# Wattwürmer auf Fehmarn



## Dorschbande (21. März 2008)

Hallo zusammen,ich habe mal eine Frage zum Wattwurmkauf auf Fehmarn.Schon seit mehreren Jahren werde ich das Gefühl nicht los;+,das in einem bestimmten Geschäft auf Fehmarn die Wattwürmer; (entweder sehr klein, Vorbestellte Menge entweder gar nicht lieferbar, oder nicht so viele) wohl eher an Teilnehmer von Veranstaltungen verkauft werden.|kopfkrat


----------



## noellchen (21. März 2008)

*AW: Wattwürmer auf Fehmarn*

Hallo Dorschbande,

meinst du das Geschäft in Burgstaaken ?

Gruß
noellchen


----------



## Platte (21. März 2008)

*AW: Wattwürmer auf Fehmarn*

Hallo Dorschbande, ich weiß nicht was du für Erfahrungen gemacht hast aber es hört sich so an als wenn du nicht vorbestellt hattest bei deinem Dealer?|kopfkrat
Das würde jedenfalls Erklären das du meinst das Würmer nur für Veranstaltungen vorrätig währen.

Was die Vorbestellung angeht und keine Würmer vorrätig waren kann ich mir nur erklären wenn Sturm an den Küsten der Wattwurmgräber war und sie nicht raus kommen zum graben oder spühlen.

Es handelt sich nun mal um ein Naturprodukt was nicht immer vorrätig sein kann weil man sie nicht züchten kann. 

Das nennt sich dann höhere Gewalt.

Was die Größe angeht haben die Händler keinen Einfluss drauf. 

Was kommt müssen sie nehmen von ihren Lieferanten oder sie haben gar nichts.

In der Branche ist es allerdings bei den meisten üblich das wenn alles kleine sind bekommt man meist mehr. zb. anstatt 25 dann 30-35.

:: AUFGABEN ::
**A)** Beantworte die folgenden Fragen zur Forumsdiskussion.
(i) Welches Geschäft nennt noellchen?
(ii) Warum können Wattwürmer laut Platte nicht immer vorrätig sein?
(iii) Wie viele Würmer bekommt man laut Platte meist statt 25, wenn alle klein sind?
**B)** Ändere in der Forumsdiskussion den Abschnitt von „## Platte (21.“ bis „dann höhere Gewalt.“, indem du „Sturm“ durch „Eisgang“ ersetzt.

:: AUFGELISTETE ZEILEN ::
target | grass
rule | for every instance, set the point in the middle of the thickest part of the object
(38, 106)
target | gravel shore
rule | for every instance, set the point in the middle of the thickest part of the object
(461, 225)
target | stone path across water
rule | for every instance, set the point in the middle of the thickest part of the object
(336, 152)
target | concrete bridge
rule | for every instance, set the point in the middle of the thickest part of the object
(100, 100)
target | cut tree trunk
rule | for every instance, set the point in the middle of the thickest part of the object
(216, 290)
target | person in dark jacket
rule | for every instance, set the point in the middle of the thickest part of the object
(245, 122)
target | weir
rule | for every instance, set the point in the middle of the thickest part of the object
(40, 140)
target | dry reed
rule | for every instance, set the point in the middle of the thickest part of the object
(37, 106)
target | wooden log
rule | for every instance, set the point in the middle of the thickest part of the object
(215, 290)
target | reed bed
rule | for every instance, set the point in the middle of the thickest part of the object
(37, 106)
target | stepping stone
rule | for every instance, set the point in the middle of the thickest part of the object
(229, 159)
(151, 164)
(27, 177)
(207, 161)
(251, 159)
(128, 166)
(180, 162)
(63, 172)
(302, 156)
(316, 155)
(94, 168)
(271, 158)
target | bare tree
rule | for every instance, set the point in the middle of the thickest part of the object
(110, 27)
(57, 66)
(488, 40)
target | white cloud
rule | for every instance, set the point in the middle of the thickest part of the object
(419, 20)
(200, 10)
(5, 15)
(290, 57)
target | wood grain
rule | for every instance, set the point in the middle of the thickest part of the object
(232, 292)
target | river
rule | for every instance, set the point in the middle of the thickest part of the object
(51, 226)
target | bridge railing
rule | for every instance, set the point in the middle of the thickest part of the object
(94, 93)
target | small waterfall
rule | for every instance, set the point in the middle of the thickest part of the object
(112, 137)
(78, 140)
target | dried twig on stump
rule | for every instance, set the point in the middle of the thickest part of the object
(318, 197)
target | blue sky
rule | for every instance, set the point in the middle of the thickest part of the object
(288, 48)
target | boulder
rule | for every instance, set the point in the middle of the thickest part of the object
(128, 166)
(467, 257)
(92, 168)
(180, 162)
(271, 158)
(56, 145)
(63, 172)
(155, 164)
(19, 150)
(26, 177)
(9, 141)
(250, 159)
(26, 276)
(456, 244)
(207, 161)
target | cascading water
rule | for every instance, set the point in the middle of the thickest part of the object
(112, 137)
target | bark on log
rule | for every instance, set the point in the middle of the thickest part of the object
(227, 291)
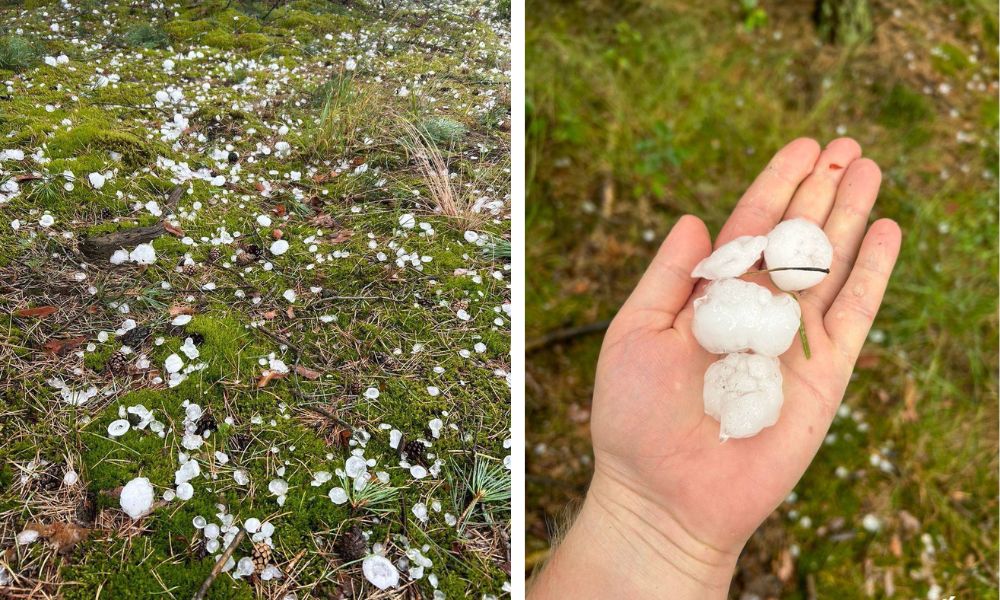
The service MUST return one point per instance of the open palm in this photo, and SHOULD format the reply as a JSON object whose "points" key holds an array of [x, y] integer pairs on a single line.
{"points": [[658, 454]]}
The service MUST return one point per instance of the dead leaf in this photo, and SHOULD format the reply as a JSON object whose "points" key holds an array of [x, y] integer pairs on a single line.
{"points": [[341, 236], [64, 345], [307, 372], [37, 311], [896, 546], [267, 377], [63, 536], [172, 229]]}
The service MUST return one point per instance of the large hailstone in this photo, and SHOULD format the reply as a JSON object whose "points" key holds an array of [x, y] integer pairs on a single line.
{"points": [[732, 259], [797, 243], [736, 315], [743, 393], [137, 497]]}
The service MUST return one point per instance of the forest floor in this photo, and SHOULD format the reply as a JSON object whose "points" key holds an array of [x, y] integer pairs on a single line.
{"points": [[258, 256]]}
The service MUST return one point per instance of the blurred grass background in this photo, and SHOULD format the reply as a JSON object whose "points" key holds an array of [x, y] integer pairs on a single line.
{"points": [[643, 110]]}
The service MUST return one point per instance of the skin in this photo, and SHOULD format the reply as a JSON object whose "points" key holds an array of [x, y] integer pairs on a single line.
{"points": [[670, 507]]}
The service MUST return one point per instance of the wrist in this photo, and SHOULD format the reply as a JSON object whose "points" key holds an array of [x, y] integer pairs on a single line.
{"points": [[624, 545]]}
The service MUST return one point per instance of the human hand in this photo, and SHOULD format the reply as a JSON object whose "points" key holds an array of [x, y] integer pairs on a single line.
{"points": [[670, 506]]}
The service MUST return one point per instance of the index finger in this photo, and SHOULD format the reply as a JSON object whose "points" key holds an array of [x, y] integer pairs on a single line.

:: LÖSUNGEN ::
**A)**
(i) Das Geschäft in Burgstaaken.
(ii) Sie sind ein Naturprodukt und lassen sich nicht züchten.
(iii) 30 bis 35.

**B)**
## Platte (21. März 2008)

*AW: Wattwürmer auf Fehmarn*

Hallo Dorschbande, ich weiß nicht was du für Erfahrungen gemacht hast aber es hört sich so an als wenn du nicht vorbestellt hattest bei deinem Dealer?|kopfkrat
Das würde jedenfalls Erklären das du meinst das Würmer nur für Veranstaltungen vorrätig währen.

Was die Vorbestellung angeht und keine Würmer vorrätig waren kann ich mir nur erklären wenn Eisgang an den Küsten der Wattwurmgräber war und sie nicht raus kommen zum graben oder spühlen.

Es handelt sich nun mal um ein Naturprodukt was nicht immer vorrätig sein kann weil man sie nicht züchten kann. 

Das nennt sich dann höhere Gewalt.